Recorded data
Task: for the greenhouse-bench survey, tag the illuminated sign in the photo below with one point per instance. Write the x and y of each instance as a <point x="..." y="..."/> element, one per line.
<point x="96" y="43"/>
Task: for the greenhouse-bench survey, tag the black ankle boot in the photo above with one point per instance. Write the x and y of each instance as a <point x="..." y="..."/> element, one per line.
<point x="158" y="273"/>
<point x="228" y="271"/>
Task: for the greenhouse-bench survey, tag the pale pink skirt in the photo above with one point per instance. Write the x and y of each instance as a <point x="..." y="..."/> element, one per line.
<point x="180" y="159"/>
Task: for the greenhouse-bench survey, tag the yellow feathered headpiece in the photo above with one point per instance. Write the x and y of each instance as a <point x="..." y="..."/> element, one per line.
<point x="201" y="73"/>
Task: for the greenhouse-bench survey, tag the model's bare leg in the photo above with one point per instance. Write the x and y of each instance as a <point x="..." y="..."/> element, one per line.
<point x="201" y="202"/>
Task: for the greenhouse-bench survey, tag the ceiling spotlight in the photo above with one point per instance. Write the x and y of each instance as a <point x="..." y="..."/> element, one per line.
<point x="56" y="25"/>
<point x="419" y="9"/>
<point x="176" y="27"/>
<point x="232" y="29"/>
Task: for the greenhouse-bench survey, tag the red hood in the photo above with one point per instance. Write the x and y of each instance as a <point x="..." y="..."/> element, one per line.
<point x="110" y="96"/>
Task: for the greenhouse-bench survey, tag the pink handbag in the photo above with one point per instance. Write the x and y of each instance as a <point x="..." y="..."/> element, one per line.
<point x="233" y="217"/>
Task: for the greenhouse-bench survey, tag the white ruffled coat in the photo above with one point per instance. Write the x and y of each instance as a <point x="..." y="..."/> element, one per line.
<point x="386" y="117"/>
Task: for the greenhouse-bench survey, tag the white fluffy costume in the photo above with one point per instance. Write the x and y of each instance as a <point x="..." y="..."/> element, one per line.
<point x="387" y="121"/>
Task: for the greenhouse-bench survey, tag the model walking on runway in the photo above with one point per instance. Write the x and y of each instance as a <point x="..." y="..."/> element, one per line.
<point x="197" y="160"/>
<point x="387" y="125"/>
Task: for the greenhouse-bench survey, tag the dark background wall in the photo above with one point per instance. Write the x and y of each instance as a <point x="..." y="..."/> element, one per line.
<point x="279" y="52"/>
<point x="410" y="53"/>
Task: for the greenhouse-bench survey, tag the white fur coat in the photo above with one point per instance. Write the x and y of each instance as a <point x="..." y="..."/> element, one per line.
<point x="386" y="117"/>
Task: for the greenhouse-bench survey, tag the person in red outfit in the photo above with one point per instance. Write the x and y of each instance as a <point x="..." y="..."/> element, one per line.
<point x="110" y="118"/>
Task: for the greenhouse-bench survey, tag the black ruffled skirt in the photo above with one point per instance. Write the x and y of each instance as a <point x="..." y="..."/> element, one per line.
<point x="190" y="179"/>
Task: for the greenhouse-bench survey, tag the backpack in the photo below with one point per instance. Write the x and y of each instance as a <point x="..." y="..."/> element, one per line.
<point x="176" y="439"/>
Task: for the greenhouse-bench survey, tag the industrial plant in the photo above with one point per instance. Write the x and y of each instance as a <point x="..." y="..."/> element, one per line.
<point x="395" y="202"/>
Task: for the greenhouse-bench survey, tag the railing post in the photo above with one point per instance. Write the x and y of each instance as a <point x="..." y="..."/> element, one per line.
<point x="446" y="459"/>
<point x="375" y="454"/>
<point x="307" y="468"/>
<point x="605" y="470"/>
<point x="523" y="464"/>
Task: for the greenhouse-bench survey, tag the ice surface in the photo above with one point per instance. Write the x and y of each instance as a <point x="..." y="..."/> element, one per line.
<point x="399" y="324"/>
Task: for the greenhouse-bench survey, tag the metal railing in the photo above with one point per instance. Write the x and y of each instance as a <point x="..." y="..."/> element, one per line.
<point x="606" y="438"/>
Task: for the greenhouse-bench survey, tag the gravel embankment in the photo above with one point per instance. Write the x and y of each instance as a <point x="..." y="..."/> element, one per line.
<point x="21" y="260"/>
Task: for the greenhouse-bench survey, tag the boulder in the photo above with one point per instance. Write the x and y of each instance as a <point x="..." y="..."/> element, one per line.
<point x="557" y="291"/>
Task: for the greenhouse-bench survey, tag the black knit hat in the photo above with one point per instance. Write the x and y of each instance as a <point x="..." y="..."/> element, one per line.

Given exercise
Return each line of the records above exactly as it reads.

Response to the task
Task: for the greenhouse-bench survey, tag the illuminated sign in the photo below with one point per instance. Write the x and y of each instance as a <point x="..." y="..."/> element, one per line.
<point x="96" y="43"/>
Task: for the greenhouse-bench survey, tag the black ankle boot in the photo above with one point per instance. Write the x and y of each instance as a <point x="..." y="..."/> element, one per line.
<point x="158" y="273"/>
<point x="228" y="271"/>
Task: for the greenhouse-bench survey, tag the pale pink skirt in the photo above with one point per instance. Write the x and y of each instance as a <point x="..." y="..."/> element, one per line.
<point x="180" y="159"/>
Task: for the greenhouse-bench survey, tag the yellow feathered headpiece in the photo above with one point per instance. Write the x and y of each instance as a <point x="..." y="..."/> element, one per line.
<point x="201" y="73"/>
Task: for the greenhouse-bench survey, tag the model's bare leg in the photo above with one point per instance. Write the x and y of each instance as a <point x="..." y="..."/> element, one per line.
<point x="201" y="202"/>
Task: for the greenhouse-bench survey, tag the ceiling spotlight in the photo above with one point per instance. Write the x and y of each instance as a <point x="..." y="..."/> element, one per line.
<point x="56" y="25"/>
<point x="419" y="9"/>
<point x="176" y="27"/>
<point x="232" y="29"/>
Task: for the greenhouse-bench survey, tag the red hood in the photo above with one point per instance. Write the x and y of each instance as a <point x="..." y="..."/> element, one per line.
<point x="110" y="96"/>
Task: for the greenhouse-bench survey, tag the pink handbag in the photo above with one point per instance. Write the x and y of each instance as a <point x="..." y="..."/> element, one per line.
<point x="233" y="217"/>
Task: for the greenhouse-bench survey, tag the white ruffled coat in the photo above with one point per instance. Write the x and y of each instance as a <point x="..." y="..."/> element, one per line.
<point x="386" y="117"/>
Task: for the greenhouse-bench survey, tag the white fluffy costume in the photo above with one point per instance. Write the x and y of each instance as a <point x="..." y="..."/> element, one per line.
<point x="387" y="121"/>
Task: for the greenhouse-bench survey, tag the model walking on runway in the photo above with one point per instance. Write the x and y of each instance as a <point x="..." y="..."/> element, one per line.
<point x="197" y="160"/>
<point x="387" y="125"/>
Task: for the greenhouse-bench survey, tag the dark background wall in the photo above with one point per instance. Write the x and y of each instance as a <point x="..." y="..."/> element, one per line.
<point x="279" y="52"/>
<point x="410" y="53"/>
Task: for the greenhouse-bench survey, tag the white fur coat in the photo above with one point per instance. Write the x and y of each instance as a <point x="..." y="..."/> element, one per line.
<point x="386" y="117"/>
Task: for the greenhouse-bench survey, tag the person in red outfit in the photo above with one point per instance. Write the x and y of each instance as a <point x="..." y="..."/> element, one per line.
<point x="110" y="118"/>
Task: for the greenhouse-bench survey, tag the black ruffled skirt in the photo above with one point per instance. Write the x and y of each instance as a <point x="..." y="..."/> element, one per line.
<point x="190" y="179"/>
Task: for the greenhouse-bench survey, tag the backpack in the photo below with one point per instance. Write the x and y of each instance as a <point x="..." y="..."/> element, one per line.
<point x="176" y="439"/>
Task: for the greenhouse-bench survey, tag the industrial plant in the photo above with one point per instance. Write the x and y of each instance as a <point x="..." y="..."/> element, one per line.
<point x="395" y="202"/>
Task: for the greenhouse-bench survey, tag the railing post in the photo above with one point per instance. Write the x and y of each instance as a <point x="..." y="..."/> element, one per line.
<point x="446" y="459"/>
<point x="375" y="454"/>
<point x="307" y="468"/>
<point x="605" y="470"/>
<point x="523" y="464"/>
Task: for the greenhouse-bench survey, tag the ice surface in the photo above with one point per instance. Write the x and y of each instance as a <point x="..." y="..."/> element, one per line.
<point x="399" y="324"/>
Task: for the greenhouse-bench survey, tag the metal railing in the photo above with one point per instance. Write the x and y of each instance as a <point x="..." y="..."/> element, one per line.
<point x="606" y="438"/>
Task: for the greenhouse-bench survey, tag the gravel embankment in the photo above with one point per instance. Write the x and y of each instance as a <point x="..." y="..."/> element, one per line.
<point x="21" y="260"/>
Task: for the greenhouse-bench survey, tag the boulder in the photo above with one point per instance. Write the x and y of each instance as a <point x="..." y="..."/> element, one per line.
<point x="557" y="291"/>
Task: for the greenhouse-bench survey, tag the black knit hat in the photo above with one point per instance. Write the x and y of each instance as a <point x="..." y="..."/> element, one per line.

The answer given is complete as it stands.